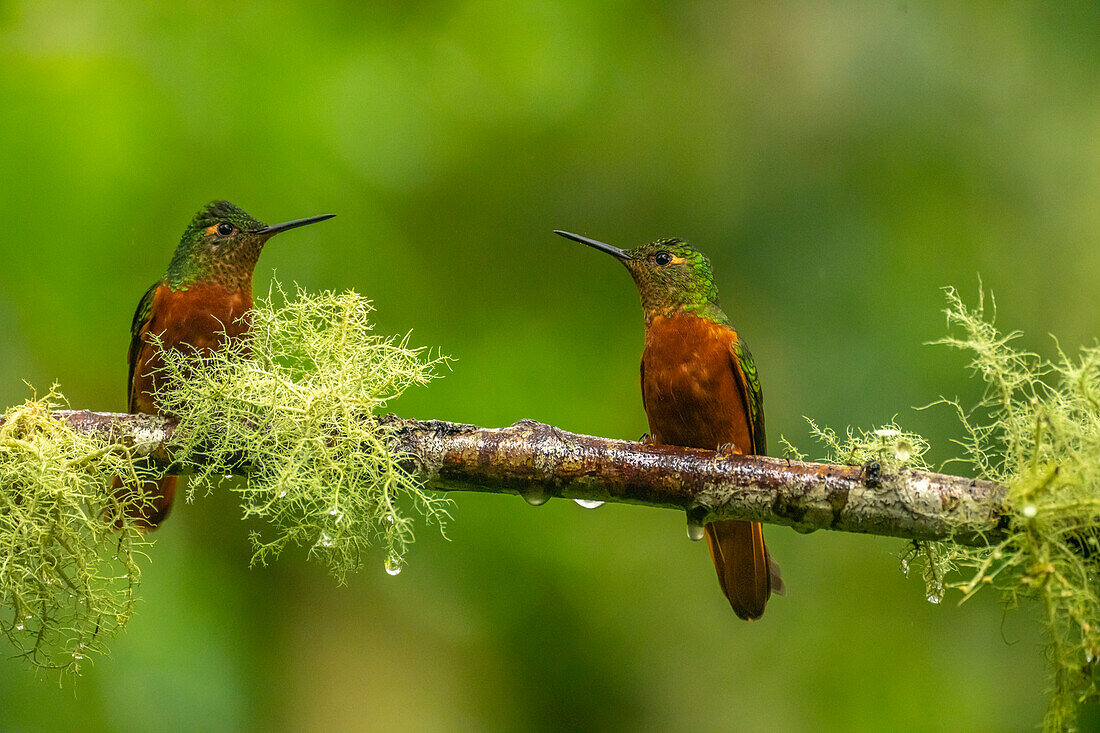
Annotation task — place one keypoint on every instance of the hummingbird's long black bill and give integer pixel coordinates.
(274, 229)
(614, 251)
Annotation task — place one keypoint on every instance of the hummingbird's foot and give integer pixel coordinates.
(728, 450)
(872, 474)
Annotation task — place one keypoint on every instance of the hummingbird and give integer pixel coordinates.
(700, 389)
(196, 306)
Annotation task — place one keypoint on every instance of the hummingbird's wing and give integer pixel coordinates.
(142, 316)
(748, 382)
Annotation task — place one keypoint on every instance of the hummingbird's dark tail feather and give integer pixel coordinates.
(746, 572)
(150, 513)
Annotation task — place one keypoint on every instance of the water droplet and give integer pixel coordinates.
(903, 450)
(536, 496)
(695, 531)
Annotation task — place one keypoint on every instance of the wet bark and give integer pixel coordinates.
(540, 461)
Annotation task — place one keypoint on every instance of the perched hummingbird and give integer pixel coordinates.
(700, 389)
(196, 306)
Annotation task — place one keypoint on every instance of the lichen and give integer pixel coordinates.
(890, 448)
(68, 554)
(1036, 429)
(294, 409)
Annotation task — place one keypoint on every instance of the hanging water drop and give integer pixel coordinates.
(536, 496)
(695, 531)
(902, 450)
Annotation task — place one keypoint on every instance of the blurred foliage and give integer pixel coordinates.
(838, 163)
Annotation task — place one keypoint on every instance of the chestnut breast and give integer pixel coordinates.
(199, 318)
(690, 384)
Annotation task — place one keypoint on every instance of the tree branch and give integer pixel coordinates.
(539, 461)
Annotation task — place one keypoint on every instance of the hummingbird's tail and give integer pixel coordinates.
(746, 572)
(150, 512)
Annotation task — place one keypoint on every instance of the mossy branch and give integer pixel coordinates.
(538, 461)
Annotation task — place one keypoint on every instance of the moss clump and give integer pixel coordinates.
(68, 555)
(293, 408)
(1037, 431)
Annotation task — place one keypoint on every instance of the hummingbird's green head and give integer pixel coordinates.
(671, 275)
(221, 244)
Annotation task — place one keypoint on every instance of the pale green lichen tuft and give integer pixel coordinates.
(891, 448)
(1037, 431)
(68, 555)
(293, 408)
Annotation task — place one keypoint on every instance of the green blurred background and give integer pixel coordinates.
(839, 163)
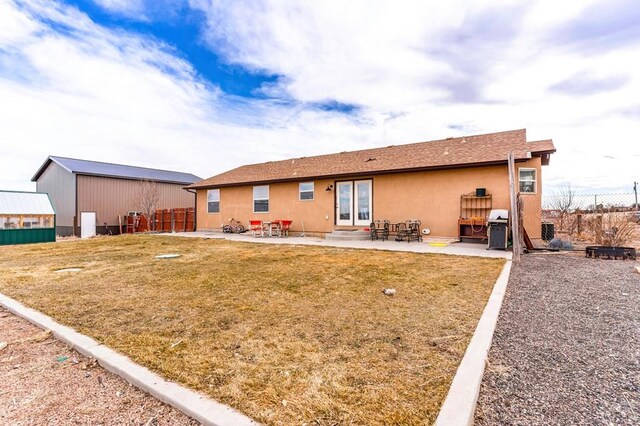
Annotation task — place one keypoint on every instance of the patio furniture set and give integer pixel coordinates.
(273, 228)
(409, 230)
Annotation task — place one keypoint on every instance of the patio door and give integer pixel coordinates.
(353, 203)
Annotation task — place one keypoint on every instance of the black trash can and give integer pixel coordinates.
(548, 231)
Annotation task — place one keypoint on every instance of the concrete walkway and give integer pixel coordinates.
(429, 245)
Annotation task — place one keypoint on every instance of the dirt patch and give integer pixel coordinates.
(285, 334)
(566, 346)
(46, 382)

YOUR INSTRUCTIONS ▸ The listing above, line by line: print it exactly, but not its pictures.

TASK RESPONSE ▸
Annotation task — place one keypoint on every instance of the hummingbird's long black bill and give integer pixel coordinates.
(274, 229)
(614, 251)
Annotation task — place one keypoint on every instance of the hummingbird's foot and give integer pixel coordinates.
(728, 450)
(872, 474)
Annotation task — place one keypoint on every instance of the hummingbird and give integer pixel coordinates.
(700, 389)
(196, 306)
Annotation task — place one keypoint on every instance of the hummingbird's wing and give integer pixel coordinates.
(142, 316)
(748, 382)
Annotation task — place one keypoint on every instance of the hummingbird's dark tail feather and give integer pixel coordinates.
(746, 572)
(150, 513)
Annotation task — place one keypoint on every instance of the water droplet and give integer pixel coordinates.
(903, 450)
(536, 496)
(695, 531)
Annotation task — place one keypoint on every instance of the wet bark and give integer pixel coordinates.
(540, 461)
Annotation task — place one keypoint on every instance of the perched hummingbird and give integer pixel coordinates.
(700, 389)
(196, 306)
Annotation task — place one keypoint on every instance of the lichen and give integer pixel coordinates.
(890, 448)
(68, 554)
(1036, 429)
(294, 409)
Annotation task — place one keypoint on every instance of the hanging water drop and give integer pixel coordinates.
(536, 496)
(695, 531)
(902, 450)
Annotation task — place one keypoint on every instance of the blurred foliage and give integer pixel coordinates.
(838, 163)
Annotation task — place one keypoint on every instance of the chestnut breast and give integer pixel coordinates.
(199, 318)
(690, 384)
Annotation task — place one keypoint on every instance of the tree branch and give integer pixel coordinates.
(539, 461)
Annotation task — place one keypoint on every instance of the hummingbird's tail and give integer pixel coordinates.
(746, 572)
(150, 512)
Annotation task — place one keypoint on every instance of the mossy branch and give integer pixel coordinates.
(538, 461)
Annotation task — place one keypoint on every instance of the moss clump and give integer pixel coordinates.
(68, 555)
(293, 408)
(1037, 431)
Annotation task — place one keypoint on every instance of the hummingbird's green head and give integer pixel coordinates.
(671, 275)
(221, 244)
Annotation task — place one keypoint on every instance of the pale green lichen tuft and give integer pixel coordinates.
(891, 448)
(1037, 431)
(68, 555)
(293, 408)
Annotation task — place one keypoint on every instance of the green blurred background and give integer pixel coordinates.
(839, 163)
Annotation task — place one keypoint on every instance of the patio furniture set and give integer pixel coordinates.
(273, 228)
(409, 230)
Annotation task — place one keypoint on every instance of the patio door and give integer pixel coordinates.
(353, 203)
Annotation task — place one keypoint on every instance of the black trash can and give integer pixel coordinates.
(548, 231)
Annotation task — place one keypoint on every instance of the concrete walkway and give integer pixel coordinates.
(429, 245)
Annotation task — place one keypoint on every instance of the dirt patch and give integer pixel coordinates.
(285, 334)
(566, 346)
(46, 382)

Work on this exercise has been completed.